- Born: Christine Gyrsting Lorentzen
- Other name: Lore
- Education: Den Danske Reklameskole; Roskilde University; Denmark
- Occupations: Singer-songwriter; television presenter; project manager;
- Musical career
- Genres: Alternative rock; hard rock; symphonic rock;
- Instrument: Vocals
- Years active: 2006–present
- Labels: Cryoshell I/S; VME;

= Christine Lorentzen =

Danish musician

Christine Gyrsting Lorentzen, also known as Lore, is a Danish singer-songwriter, project manager and former television presenter, best known as the lead vocalist of the rock band Cryoshell. Prior to joining the band, she competed in Scenen er din and later co-presented the third series of Vild med dans with Claus Elming.

==Career and education==
Lorentzen studied project management in advertising at Den Danske Reklameskole (The Danish Advertising School) in 2004 and went on to study various project management-related courses at Roskilde University between 2005 and 2010. She managed her time as a student while working at Advance, a creative advertising agency based in Copenhagen, Denmark. Starting in 2000 as a receptionist, she rose through the company's ranks before leaving in 2010 with project manager experience.

After competing in the game show Scenen er din, Lorentzen replaced Andrea Elisabeth Rudolph as co-presenter in the third season of talent show Vild med dans with Claus Elming, however, both Lorentzen and Elming received negative criticism. She did not return for the show's fourth season and was replaced by her predecessor, Rudolph.

Set problem
Write a continuation of the Christine Lorentzen biography, beginning after its final sentence. The data that follows has nothing to do with the Christine Lorentzen text.

Listed records
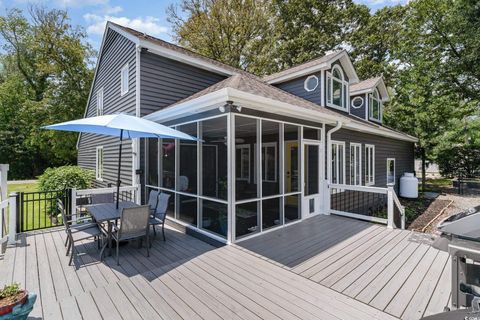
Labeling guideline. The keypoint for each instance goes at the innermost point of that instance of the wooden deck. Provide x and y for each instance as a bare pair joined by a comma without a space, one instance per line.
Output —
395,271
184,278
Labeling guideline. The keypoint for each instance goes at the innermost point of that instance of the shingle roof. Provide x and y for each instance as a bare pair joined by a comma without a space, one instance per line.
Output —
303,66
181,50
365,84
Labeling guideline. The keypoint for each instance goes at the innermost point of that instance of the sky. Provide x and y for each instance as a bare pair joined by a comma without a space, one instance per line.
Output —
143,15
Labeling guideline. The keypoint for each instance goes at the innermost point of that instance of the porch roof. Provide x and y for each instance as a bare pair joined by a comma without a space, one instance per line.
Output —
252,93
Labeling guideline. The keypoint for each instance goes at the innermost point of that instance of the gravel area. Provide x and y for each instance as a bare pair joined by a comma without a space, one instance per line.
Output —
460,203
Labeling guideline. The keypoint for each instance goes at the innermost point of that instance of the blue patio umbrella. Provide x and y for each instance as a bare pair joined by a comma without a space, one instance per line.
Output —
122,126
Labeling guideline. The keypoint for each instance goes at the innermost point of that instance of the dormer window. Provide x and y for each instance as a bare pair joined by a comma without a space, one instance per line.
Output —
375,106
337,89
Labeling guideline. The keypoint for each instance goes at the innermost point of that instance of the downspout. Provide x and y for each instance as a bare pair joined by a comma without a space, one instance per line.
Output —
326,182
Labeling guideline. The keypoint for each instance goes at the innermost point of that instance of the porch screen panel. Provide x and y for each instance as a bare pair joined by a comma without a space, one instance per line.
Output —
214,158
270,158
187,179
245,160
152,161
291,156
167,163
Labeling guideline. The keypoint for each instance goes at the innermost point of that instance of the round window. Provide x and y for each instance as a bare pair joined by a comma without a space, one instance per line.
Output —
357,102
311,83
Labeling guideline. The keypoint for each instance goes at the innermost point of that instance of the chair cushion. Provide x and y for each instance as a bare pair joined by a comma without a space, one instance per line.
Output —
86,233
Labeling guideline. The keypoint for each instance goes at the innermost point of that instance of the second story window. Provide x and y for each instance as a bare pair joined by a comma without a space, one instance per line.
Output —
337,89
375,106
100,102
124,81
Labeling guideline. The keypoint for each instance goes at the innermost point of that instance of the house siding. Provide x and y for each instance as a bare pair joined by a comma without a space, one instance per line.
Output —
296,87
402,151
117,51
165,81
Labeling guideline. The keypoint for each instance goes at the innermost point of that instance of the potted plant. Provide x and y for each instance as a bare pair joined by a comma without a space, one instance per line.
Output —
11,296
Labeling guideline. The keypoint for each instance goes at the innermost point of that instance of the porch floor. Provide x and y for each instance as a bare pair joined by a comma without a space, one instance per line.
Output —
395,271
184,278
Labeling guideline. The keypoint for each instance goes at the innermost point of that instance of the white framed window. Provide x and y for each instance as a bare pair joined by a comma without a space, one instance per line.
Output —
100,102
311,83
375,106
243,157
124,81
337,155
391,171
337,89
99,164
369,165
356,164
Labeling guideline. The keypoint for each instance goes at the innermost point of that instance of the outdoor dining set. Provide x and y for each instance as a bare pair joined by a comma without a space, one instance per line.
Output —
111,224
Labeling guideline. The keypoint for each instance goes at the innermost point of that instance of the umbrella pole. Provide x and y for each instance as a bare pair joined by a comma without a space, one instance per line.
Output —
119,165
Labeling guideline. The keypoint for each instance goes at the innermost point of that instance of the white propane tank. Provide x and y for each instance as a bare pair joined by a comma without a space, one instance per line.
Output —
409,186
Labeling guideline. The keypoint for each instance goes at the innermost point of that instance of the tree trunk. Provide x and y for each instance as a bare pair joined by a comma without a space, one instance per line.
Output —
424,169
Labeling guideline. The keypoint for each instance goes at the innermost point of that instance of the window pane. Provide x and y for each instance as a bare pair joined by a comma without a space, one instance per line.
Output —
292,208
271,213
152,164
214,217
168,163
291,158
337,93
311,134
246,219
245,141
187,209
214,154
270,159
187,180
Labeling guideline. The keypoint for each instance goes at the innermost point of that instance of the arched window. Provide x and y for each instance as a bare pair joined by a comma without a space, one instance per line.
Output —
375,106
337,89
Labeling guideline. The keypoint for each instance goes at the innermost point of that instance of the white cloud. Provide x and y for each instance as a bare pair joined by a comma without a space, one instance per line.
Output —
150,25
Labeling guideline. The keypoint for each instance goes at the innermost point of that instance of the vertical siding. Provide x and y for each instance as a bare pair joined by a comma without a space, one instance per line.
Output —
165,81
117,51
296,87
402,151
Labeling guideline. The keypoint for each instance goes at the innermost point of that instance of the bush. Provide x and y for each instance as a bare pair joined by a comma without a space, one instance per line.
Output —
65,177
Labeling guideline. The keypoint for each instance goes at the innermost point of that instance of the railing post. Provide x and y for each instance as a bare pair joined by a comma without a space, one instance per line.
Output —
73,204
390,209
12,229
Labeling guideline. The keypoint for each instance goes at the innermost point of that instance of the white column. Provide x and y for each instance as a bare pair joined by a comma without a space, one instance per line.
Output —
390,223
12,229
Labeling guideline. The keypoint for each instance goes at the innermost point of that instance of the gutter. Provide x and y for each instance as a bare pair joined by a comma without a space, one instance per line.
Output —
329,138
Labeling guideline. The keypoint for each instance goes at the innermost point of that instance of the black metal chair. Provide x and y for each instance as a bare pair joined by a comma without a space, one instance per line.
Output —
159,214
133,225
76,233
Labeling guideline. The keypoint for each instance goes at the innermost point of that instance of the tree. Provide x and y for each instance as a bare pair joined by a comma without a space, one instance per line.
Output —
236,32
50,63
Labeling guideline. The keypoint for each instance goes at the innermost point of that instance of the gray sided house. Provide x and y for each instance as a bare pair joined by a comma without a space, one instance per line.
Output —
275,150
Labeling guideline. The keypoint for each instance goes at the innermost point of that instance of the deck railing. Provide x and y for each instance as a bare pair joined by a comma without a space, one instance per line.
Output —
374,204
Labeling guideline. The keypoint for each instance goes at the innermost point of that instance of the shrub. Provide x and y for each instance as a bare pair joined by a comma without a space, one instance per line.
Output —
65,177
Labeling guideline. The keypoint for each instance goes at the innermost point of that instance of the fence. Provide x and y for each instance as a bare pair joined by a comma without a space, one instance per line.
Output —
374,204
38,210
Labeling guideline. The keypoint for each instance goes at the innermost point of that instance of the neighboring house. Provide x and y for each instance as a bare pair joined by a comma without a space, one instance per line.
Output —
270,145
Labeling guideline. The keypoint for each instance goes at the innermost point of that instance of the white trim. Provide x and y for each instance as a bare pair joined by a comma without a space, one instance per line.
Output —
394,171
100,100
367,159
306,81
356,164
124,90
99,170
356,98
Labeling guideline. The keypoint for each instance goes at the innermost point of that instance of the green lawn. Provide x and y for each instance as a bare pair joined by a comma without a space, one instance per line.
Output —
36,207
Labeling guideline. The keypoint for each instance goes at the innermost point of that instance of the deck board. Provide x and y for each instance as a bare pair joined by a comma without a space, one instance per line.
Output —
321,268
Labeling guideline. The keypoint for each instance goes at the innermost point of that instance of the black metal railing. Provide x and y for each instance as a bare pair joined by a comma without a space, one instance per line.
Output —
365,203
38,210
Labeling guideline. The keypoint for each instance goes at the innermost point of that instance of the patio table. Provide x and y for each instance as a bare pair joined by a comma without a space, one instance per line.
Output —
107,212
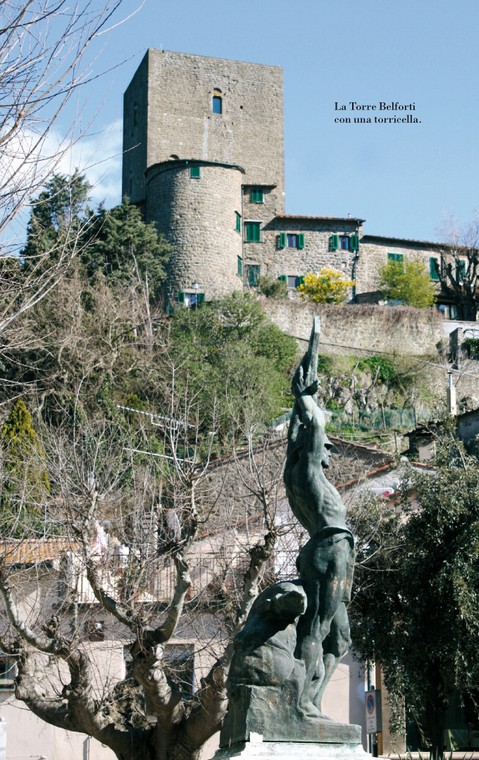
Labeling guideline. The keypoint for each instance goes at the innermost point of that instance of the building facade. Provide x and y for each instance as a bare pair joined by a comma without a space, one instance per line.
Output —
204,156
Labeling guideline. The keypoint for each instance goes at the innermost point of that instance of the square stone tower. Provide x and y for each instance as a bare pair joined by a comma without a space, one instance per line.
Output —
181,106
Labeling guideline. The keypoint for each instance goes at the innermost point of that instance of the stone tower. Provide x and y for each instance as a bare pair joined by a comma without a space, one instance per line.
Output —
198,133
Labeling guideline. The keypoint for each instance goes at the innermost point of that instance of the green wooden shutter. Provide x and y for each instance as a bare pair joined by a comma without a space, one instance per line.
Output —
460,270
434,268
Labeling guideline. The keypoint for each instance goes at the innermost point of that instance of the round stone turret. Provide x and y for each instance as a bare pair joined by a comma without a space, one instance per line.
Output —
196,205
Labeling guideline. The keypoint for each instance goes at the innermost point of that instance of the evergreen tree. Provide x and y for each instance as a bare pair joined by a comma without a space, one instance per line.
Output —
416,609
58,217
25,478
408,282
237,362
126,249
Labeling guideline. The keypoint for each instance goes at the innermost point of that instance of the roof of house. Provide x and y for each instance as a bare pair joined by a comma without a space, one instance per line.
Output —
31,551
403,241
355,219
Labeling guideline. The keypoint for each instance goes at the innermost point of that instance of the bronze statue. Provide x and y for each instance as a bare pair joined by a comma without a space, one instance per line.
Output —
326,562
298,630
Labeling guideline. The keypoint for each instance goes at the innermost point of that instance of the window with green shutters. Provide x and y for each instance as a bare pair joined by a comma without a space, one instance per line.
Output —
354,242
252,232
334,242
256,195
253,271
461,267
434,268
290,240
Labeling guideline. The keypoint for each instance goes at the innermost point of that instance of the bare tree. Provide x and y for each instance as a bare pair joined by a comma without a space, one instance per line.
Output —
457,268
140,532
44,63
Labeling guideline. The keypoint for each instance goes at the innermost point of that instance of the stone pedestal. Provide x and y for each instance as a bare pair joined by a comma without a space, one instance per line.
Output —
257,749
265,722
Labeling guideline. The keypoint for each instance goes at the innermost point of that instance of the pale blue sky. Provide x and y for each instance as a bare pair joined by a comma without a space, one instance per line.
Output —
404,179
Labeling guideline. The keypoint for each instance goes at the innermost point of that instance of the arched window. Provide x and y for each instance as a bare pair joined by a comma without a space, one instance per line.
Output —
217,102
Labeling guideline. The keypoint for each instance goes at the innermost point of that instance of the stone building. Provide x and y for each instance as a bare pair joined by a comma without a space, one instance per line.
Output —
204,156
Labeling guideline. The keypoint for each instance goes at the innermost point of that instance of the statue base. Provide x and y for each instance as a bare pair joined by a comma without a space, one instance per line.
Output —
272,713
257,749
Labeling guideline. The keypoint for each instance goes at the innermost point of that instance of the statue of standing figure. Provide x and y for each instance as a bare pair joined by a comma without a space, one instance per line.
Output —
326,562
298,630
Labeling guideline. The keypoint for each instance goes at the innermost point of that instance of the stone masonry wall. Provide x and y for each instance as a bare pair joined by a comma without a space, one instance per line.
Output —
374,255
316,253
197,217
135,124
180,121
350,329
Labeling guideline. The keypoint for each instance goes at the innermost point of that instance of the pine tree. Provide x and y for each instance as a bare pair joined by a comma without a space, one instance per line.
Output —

Exercise result
In late 2006 Lorentzen was offered the opportunity to provide vocals for the song "Creeping in My Soul" after auditioning for the part. Composed with Mikkel Maltha and Kasper Søderlund, the track was used in the promotional campaign for the Barraki wave of Lego Bionicle toys in 2007, and went on to become a popular MP3 download from the official Lego website. The song's success prompted Lego to produce further musical scores for later Bionicle campaigns, and by 2008, Lorentzen, Maltha and Søderlund released "Closer to the Truth", used to promote the Bionicle Mistika wave, under the band name Cryoshell.

Cryoshell spent the majority of 2009 recording their self-titled debut album. Released on 7 June 2010, it garnered critical success and sprawled the singles "Bye Bye Babylon" and "Creeping in My Soul" (a re-recording of the original). Lorentzen took maternity leave from the band between November 2011 and October 2013, being temporarily replaced by Tine Midtgaard. Upon her return, the group began developing their second effort, Next to Machines, which spawned four singles prior to release.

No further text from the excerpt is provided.